__Work to complete__: Copy the listing below, swapping every occurrence of "outline" for "boundary" and keeping everything else the same. Leave the pictures out.

start Provided records

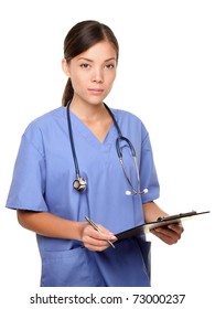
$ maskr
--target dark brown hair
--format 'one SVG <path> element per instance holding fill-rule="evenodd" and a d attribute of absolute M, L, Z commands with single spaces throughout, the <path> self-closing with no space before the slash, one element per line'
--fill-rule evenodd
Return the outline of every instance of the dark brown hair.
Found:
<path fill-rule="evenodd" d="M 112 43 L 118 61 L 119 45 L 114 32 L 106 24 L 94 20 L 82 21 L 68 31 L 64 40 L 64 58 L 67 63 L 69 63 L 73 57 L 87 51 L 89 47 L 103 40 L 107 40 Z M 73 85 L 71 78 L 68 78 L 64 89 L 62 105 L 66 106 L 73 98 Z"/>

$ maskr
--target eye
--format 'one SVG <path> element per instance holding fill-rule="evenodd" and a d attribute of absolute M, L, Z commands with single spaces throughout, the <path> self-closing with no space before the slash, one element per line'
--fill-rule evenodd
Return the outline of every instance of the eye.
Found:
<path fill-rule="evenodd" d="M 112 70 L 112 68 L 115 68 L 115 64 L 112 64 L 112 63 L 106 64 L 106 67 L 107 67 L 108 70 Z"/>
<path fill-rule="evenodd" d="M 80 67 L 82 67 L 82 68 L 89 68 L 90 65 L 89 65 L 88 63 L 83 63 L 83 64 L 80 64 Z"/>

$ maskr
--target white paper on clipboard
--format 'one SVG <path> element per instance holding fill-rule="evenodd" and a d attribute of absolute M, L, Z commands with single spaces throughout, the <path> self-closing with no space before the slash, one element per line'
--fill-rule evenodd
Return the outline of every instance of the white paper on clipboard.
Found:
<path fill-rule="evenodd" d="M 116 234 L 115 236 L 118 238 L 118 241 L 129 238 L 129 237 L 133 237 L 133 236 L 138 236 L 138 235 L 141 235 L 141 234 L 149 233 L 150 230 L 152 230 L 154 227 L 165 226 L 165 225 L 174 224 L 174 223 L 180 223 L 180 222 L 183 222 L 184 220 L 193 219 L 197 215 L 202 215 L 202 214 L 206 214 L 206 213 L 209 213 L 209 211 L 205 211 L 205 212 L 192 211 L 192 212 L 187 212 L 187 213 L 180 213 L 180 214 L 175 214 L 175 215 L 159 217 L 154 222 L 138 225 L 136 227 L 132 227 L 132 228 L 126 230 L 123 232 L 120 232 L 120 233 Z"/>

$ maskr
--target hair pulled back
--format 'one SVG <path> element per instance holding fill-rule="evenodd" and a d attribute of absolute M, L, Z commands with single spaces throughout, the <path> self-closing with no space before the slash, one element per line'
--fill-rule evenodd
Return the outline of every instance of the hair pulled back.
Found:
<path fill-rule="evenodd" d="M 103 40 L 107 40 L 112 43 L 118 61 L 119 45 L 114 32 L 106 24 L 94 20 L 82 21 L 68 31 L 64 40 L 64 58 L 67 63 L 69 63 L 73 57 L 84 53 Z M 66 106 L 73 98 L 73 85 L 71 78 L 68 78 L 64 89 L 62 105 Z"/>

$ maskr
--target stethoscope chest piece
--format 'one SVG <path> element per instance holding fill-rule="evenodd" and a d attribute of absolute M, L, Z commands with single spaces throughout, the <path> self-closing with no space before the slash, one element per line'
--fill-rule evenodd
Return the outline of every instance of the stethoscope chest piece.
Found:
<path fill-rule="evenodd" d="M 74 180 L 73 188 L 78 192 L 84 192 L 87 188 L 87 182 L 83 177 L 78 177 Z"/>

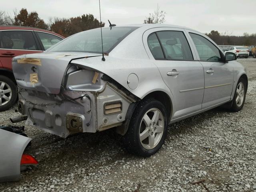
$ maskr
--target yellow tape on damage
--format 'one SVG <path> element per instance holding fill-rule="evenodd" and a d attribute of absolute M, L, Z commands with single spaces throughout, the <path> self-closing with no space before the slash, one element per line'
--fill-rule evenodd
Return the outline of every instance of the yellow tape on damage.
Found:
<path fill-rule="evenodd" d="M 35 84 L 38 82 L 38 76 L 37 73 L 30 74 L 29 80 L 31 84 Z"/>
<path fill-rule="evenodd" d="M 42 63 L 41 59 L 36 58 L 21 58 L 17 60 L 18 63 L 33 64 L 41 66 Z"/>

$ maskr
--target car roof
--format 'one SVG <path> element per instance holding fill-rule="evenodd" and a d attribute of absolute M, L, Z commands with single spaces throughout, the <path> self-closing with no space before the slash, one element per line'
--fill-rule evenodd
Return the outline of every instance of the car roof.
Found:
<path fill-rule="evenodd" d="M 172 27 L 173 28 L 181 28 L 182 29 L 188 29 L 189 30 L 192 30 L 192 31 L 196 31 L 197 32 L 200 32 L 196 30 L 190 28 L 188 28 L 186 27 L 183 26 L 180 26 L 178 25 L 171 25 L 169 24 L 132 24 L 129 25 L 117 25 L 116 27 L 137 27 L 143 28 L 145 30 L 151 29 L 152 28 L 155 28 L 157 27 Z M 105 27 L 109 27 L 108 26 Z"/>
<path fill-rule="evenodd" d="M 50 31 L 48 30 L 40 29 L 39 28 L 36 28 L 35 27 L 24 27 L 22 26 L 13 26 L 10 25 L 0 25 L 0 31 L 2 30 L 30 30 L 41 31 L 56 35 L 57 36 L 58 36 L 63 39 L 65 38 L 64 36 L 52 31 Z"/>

end Provided records

__Response below__:
$ maskr
--target dark brown hair
--format 'one SVG <path> element per instance holding fill-rule="evenodd" and a d attribute of absolute M, L, Z commands with single spaces throughout, the <path> self-closing with no space before the slash, one element per line'
--fill-rule evenodd
Return the boundary of every instance of the dark brown hair.
Found:
<path fill-rule="evenodd" d="M 112 43 L 118 61 L 119 45 L 114 32 L 106 24 L 94 20 L 82 21 L 68 31 L 64 40 L 64 58 L 67 63 L 69 63 L 73 57 L 87 51 L 89 47 L 103 40 L 107 40 Z M 73 85 L 71 78 L 68 78 L 64 89 L 62 105 L 66 106 L 73 98 Z"/>

$ maskr
--target eye
--format 'one SVG <path> element per instance holding fill-rule="evenodd" and a d attribute of absolute M, L, Z commands with single spaces throughout, the <path> self-closing with no space before the slash, one element per line'
--fill-rule evenodd
Return the boundary of every instance of the eye.
Found:
<path fill-rule="evenodd" d="M 112 70 L 112 68 L 115 68 L 115 64 L 112 64 L 112 63 L 106 64 L 106 67 L 107 67 L 108 70 Z"/>
<path fill-rule="evenodd" d="M 80 67 L 82 67 L 82 68 L 89 68 L 90 65 L 89 65 L 88 63 L 83 63 L 83 64 L 80 64 Z"/>

$ maskr
--target white paper on clipboard
--format 'one SVG <path> element per instance holding fill-rule="evenodd" and a d attribute of absolute M, L, Z commands with single spaces throughout, the <path> self-closing with no space before the slash, one element per line'
--fill-rule evenodd
Return the boundary of every instance of the white paper on clipboard.
Found:
<path fill-rule="evenodd" d="M 116 234 L 115 236 L 118 238 L 118 241 L 129 238 L 129 237 L 133 237 L 133 236 L 138 236 L 138 235 L 141 235 L 141 234 L 149 233 L 150 230 L 152 230 L 154 227 L 165 226 L 165 225 L 174 224 L 174 223 L 180 223 L 180 222 L 183 222 L 184 220 L 193 219 L 197 215 L 202 215 L 202 214 L 206 214 L 206 213 L 209 213 L 209 211 L 205 211 L 205 212 L 192 211 L 192 212 L 187 212 L 187 213 L 180 213 L 180 214 L 175 214 L 175 215 L 159 217 L 154 222 L 138 225 L 136 227 L 132 227 L 132 228 L 126 230 L 123 232 L 120 232 L 120 233 Z"/>

$ maskr
--target hair pulled back
--format 'one SVG <path> element per instance holding fill-rule="evenodd" and a d attribute of absolute M, L, Z commands with single spaces throughout, the <path> self-closing with no space before the slash, one element per line'
--fill-rule evenodd
Return the boundary of every instance of the hair pulled back.
Found:
<path fill-rule="evenodd" d="M 103 40 L 107 40 L 112 43 L 118 61 L 119 45 L 114 32 L 106 24 L 94 20 L 82 21 L 68 31 L 64 40 L 64 58 L 67 63 L 69 63 L 73 57 L 84 53 Z M 66 106 L 73 98 L 73 85 L 71 78 L 68 78 L 64 89 L 62 105 Z"/>

$ maskr
--target stethoscope chest piece
--format 'one SVG <path> element per instance holding fill-rule="evenodd" and a d attribute of absolute M, L, Z commands with single spaces throughout, the <path> self-closing with no space before the slash, one element per line'
--fill-rule evenodd
Return the boundary of every instance of the stethoscope chest piece.
Found:
<path fill-rule="evenodd" d="M 74 180 L 73 188 L 78 192 L 84 192 L 87 188 L 87 182 L 83 177 L 78 177 Z"/>

$ maskr
--target yellow tape on damage
--format 'one SVG <path> element per instance holding fill-rule="evenodd" and a d attribute of absolute M, L, Z commands with single spaces throughout, the <path> self-closing with no space before the slash, one element per line'
--fill-rule evenodd
Return the boundary of every instance of the yellow tape on damage.
Found:
<path fill-rule="evenodd" d="M 35 84 L 38 82 L 38 76 L 37 73 L 30 74 L 29 80 L 31 84 Z"/>
<path fill-rule="evenodd" d="M 42 63 L 41 59 L 36 58 L 21 58 L 17 60 L 18 63 L 33 64 L 41 66 Z"/>

$ maskr
--target car roof
--format 'one SVG <path> element per instance holding fill-rule="evenodd" and a d attribute of absolute M, L, Z commands with single spaces throughout, the <path> self-closing with no space before the slash, one element per line'
--fill-rule evenodd
Return the boundary of every instance of the car roof.
Found:
<path fill-rule="evenodd" d="M 172 27 L 173 28 L 181 28 L 182 29 L 188 29 L 189 30 L 192 30 L 192 31 L 196 31 L 197 32 L 200 32 L 196 30 L 190 28 L 188 28 L 186 27 L 183 26 L 180 26 L 178 25 L 171 25 L 169 24 L 132 24 L 129 25 L 117 25 L 116 27 L 137 27 L 143 28 L 145 30 L 151 29 L 152 28 L 155 28 L 157 27 Z M 105 27 L 109 27 L 108 26 Z"/>
<path fill-rule="evenodd" d="M 50 31 L 48 30 L 40 29 L 39 28 L 36 28 L 35 27 L 24 27 L 22 26 L 13 26 L 10 25 L 0 25 L 0 31 L 2 30 L 30 30 L 41 31 L 56 35 L 57 36 L 58 36 L 63 39 L 65 38 L 64 36 L 52 31 Z"/>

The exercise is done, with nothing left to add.